Leaving out all pictures, give again each line exactly, from the start of the listing through the line that contains "wainscoting with a dot.".
·····
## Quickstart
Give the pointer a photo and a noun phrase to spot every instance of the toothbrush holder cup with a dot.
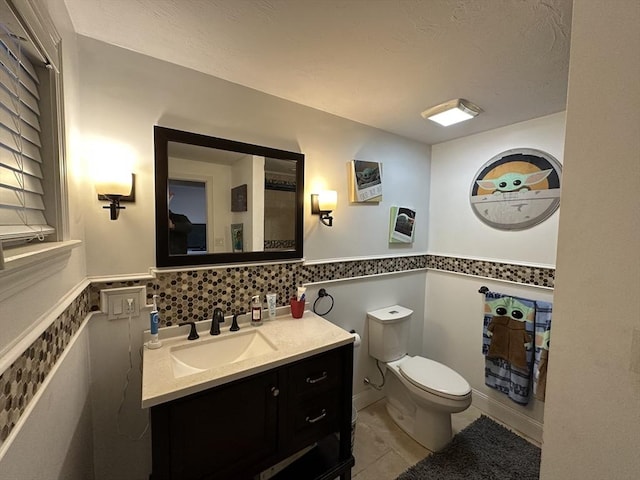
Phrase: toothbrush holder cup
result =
(297, 307)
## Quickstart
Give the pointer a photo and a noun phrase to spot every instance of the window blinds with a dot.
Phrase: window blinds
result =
(21, 193)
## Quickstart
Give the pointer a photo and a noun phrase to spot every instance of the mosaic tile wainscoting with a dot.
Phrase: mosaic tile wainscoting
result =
(24, 377)
(193, 294)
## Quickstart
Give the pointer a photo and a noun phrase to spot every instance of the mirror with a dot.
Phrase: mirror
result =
(222, 201)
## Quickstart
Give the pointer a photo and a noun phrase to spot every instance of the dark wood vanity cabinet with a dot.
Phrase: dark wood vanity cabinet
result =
(237, 430)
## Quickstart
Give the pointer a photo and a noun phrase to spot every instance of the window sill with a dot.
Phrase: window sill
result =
(27, 265)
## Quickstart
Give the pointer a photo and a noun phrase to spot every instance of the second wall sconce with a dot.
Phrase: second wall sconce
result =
(118, 187)
(323, 204)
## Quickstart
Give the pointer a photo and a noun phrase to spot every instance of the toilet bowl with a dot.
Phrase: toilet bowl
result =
(421, 393)
(421, 407)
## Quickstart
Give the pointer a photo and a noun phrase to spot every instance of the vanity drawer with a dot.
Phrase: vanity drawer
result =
(316, 418)
(317, 374)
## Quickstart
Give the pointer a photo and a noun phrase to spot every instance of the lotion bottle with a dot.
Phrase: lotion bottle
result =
(256, 311)
(153, 327)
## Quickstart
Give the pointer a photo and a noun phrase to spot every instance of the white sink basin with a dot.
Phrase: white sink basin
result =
(226, 348)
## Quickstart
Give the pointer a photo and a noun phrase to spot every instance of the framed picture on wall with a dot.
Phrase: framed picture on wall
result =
(239, 198)
(365, 181)
(237, 237)
(401, 225)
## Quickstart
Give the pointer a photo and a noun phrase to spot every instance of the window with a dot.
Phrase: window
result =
(30, 154)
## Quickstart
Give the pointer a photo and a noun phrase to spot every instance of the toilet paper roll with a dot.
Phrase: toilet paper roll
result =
(357, 341)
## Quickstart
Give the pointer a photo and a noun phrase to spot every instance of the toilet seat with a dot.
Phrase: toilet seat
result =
(435, 378)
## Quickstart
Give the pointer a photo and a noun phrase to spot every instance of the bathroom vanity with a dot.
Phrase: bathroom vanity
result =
(240, 418)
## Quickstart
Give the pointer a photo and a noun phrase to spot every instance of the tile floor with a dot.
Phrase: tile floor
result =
(383, 451)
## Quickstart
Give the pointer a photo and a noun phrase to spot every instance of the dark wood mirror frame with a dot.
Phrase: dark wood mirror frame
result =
(162, 137)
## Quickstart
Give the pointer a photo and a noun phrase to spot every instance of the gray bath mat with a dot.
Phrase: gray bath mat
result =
(484, 450)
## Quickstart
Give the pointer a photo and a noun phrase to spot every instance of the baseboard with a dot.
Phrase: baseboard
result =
(367, 397)
(508, 416)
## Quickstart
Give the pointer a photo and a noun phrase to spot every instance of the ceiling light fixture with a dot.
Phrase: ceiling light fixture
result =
(453, 111)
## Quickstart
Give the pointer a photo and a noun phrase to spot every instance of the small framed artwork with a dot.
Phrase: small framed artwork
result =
(401, 225)
(239, 198)
(237, 237)
(365, 181)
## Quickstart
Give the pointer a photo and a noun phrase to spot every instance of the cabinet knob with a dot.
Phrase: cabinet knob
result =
(318, 418)
(322, 377)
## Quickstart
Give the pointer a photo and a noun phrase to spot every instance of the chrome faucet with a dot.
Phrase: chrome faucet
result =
(218, 318)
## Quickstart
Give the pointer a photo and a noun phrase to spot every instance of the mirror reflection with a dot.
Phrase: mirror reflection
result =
(225, 201)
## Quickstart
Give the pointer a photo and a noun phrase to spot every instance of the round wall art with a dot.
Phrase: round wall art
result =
(517, 189)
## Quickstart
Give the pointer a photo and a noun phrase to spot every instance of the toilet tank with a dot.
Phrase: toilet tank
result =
(389, 332)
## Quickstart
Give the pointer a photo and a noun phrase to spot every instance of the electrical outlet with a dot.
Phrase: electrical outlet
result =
(114, 302)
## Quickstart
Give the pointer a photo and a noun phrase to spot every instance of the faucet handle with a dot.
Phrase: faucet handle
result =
(193, 333)
(218, 318)
(234, 324)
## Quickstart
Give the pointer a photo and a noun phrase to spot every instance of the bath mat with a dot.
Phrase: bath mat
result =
(484, 450)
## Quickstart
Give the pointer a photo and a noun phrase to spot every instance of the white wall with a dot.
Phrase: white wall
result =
(453, 323)
(592, 415)
(124, 94)
(122, 441)
(453, 227)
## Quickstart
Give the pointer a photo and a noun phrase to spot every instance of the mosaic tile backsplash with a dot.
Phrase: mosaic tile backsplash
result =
(193, 294)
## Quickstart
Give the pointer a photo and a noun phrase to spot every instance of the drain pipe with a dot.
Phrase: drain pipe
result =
(367, 381)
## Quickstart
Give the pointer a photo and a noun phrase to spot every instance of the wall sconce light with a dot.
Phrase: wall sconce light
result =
(116, 187)
(323, 204)
(453, 111)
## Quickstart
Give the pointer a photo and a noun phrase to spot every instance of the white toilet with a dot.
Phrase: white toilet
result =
(421, 393)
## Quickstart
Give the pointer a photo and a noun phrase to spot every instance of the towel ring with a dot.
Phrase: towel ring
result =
(321, 294)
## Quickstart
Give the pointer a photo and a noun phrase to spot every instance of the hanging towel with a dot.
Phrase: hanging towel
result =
(508, 330)
(543, 337)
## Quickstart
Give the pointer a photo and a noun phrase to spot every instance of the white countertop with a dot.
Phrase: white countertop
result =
(294, 339)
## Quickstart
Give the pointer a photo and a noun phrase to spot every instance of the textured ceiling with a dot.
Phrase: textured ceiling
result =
(378, 62)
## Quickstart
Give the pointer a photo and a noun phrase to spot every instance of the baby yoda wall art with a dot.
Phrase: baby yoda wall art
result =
(365, 181)
(517, 189)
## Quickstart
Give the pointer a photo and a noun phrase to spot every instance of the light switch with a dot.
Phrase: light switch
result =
(117, 305)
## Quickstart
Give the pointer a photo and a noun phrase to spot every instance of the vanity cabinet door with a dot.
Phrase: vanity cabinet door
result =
(218, 433)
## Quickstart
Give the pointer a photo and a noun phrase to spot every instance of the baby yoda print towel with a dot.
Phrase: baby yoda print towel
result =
(508, 331)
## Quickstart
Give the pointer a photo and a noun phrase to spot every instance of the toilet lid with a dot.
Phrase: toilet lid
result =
(433, 376)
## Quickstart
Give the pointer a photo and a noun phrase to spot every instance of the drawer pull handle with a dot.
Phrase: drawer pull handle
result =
(317, 379)
(318, 418)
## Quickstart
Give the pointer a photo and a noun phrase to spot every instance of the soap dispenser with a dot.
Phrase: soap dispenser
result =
(256, 311)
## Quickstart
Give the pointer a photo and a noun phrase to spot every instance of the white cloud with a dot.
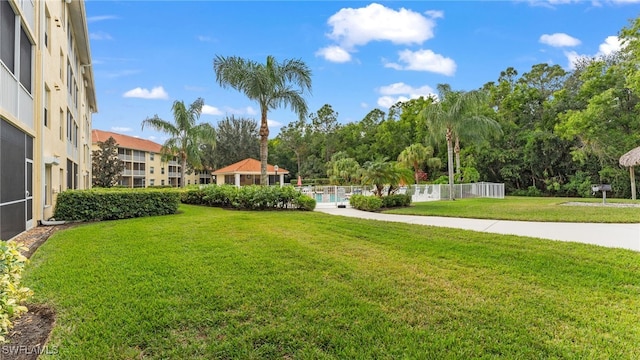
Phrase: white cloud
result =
(334, 54)
(559, 40)
(273, 124)
(610, 45)
(92, 19)
(100, 35)
(354, 27)
(424, 60)
(117, 74)
(211, 110)
(121, 129)
(251, 111)
(402, 92)
(435, 14)
(155, 93)
(389, 101)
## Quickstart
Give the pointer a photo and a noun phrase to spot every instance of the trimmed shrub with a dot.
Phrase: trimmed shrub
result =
·····
RESPONSE TO THIS EXERCISE ▸
## Quickstart
Give the pointer a photo and a noun phrase to spot every instance of the toothbrush holder cup with a dot.
Phrase: toothbrush holder cup
result =
(297, 307)
## Quickstart
Give the pointer a photo and a noun phrase to spot every instance of the window blinds with a dot.
Phrase: window blinds
result =
(21, 193)
## Quickstart
Give the pointer a photo and a noun phrase to spot every instance of the mosaic tile wainscoting with a dot.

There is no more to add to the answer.